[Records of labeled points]
════
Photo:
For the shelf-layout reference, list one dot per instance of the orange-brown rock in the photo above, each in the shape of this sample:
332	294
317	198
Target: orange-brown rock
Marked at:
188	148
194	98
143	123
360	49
════
**Stated task:** Give the marked lines of every item as a numbered list, leaving out the blank lines.

**Task output:**
1. Photo:
2. For the shelf-layout reference, list one dot per instance of the orange-brown rock in the photo above, each in the shape of this sample:
3. 332	294
4. 317	198
5. Target: orange-brown rock
6. Marked at:
7. 188	148
8. 194	98
9. 143	123
10. 360	49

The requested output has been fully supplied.